Stated task a
Rescale the records from the line containing "Target: woman's hand" through the end of the records, both ends included. Write those lines out again in full, requests included, with each x and y coordinate in the answers multiplied by 0.4 and rounded to the nearest whole number, halves rounded up.
-- start of Provided text --
On Mon, Oct 25, 2010 at 07:34:13PM -0700, Dan Reverri wrote:
> I don't understand your use case; can you expand on what you are doing?
Perhaps this in the category of "too much information," but since you asked, I
had written an OAI-PMH provider in erlang. My backing store is a dets file,
which I load into memory and read into an ets table when the server starts up.
The memory-resident database consists of keys associated with values which are
erlang terms. I use these terms for filtering queries conforming to the OAI-PMH
protocol specification. The way I create the dets file is to begin with a file
of plain text. Suppose I had one term in it (I'll typically have hundreds or
thousands), it might look like this:
{oai_dc,"AEP-WYS97",
{{2004,10,28},{17,21,25}},
["aep"],
"/storage/aep2003/metadata/oai_dc/oai_dc-AEP-WYS97.xml"}.
In erlang itself, if I've called the file AEP-WYS97, I can do something like
this:
1> {_, Term} = file:consult("AEP-WYS97").
{ok,[{oai_dc,"AEP-WYS97",
{{2004,10,28},{17,21,25}},
["aep"],
"/storage/aep2003/metadata/oai_dc/oai_dc-AEP-WYS97.xml"}]}
2> Term.
[{oai_dc,"AEP-WYS97",
{{2004,10,28},{17,21,25}},
["aep"],
"/storage/aep2003/metadata/oai_dc/oai_dc-AEP-WYS97.xml"}]
3> element(2, hd(Term)).
"AEP-WYS97"
Now, if I replace dets/ets with riak, I can do two things (I think). The first
would be to write an erlang function that does something like the above. But
the second (which is where my question comes into play) is, if I can load
arbitrary data types into riak, then is there a way I can specify that what I'm
loading are erlang terms. If I don't do that, and load strings, I run into this
sort of nastiness:
([email protected])295> {ok, Tk} = C:get(<<"oai_dc">>, <<"dsalhensley-m025">>).
-- end of Provided text --
Stated task b
In the forum thread about the OAI-PMH provider, what kind of file serves as the writer's backing store?
-- start of Record extracts --
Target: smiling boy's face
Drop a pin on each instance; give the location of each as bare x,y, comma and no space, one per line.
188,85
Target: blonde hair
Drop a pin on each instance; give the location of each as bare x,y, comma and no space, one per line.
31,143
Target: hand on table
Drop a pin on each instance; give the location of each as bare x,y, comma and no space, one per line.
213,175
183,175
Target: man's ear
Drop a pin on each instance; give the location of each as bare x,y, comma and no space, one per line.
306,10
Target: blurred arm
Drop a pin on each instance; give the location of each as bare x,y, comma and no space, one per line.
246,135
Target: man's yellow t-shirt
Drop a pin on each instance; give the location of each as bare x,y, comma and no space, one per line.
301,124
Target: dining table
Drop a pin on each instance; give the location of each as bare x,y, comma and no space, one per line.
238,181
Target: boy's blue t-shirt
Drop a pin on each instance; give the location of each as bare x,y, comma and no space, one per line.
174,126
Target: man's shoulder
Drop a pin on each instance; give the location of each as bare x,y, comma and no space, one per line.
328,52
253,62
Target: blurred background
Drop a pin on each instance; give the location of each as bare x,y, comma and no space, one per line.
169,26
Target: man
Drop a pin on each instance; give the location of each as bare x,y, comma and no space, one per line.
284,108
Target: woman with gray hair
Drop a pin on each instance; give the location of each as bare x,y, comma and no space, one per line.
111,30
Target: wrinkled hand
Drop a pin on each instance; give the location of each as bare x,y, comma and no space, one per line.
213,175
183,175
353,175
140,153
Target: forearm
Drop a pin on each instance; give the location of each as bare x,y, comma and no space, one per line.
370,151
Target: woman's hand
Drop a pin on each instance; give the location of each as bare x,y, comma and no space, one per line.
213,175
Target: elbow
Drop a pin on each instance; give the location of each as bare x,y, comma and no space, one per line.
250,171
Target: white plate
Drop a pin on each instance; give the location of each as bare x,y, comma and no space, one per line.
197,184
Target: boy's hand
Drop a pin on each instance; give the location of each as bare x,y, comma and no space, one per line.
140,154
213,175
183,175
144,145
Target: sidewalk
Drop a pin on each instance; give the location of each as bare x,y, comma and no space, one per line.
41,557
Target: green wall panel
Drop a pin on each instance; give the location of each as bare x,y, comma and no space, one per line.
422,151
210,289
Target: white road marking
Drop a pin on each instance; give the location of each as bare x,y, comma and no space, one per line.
-- end of Record extracts --
Written answer a
Target: woman's hand
Drop a pin on each instance; give the location of each as bare x,y, comma and no space, one per line.
85,70
Target: elbow
Drop a pin on each instance; give the location of each as bare x,y, comma and no space, one per line.
100,68
Target: white plate
Drop a pin on each instance; give the location of each as bare x,y, comma and no space, one per line.
79,74
Target: boy's hand
Drop a pin on each instance; give the location of each as bare x,y, comma and no space, one per line.
56,62
85,70
73,70
58,58
Target: sidewalk
Drop a pin on each instance; give the location of each as bare x,y, comma and no space, one per line.
16,223
Target: green wall panel
Drop a pin on each instance; give the location of each as bare x,y, comma and no space, one per line.
169,60
84,116
Target: white road marking
Drop a pin on each instance; give the location of each as bare x,y, comma and no space, one per line.

Written answer b
A dets file.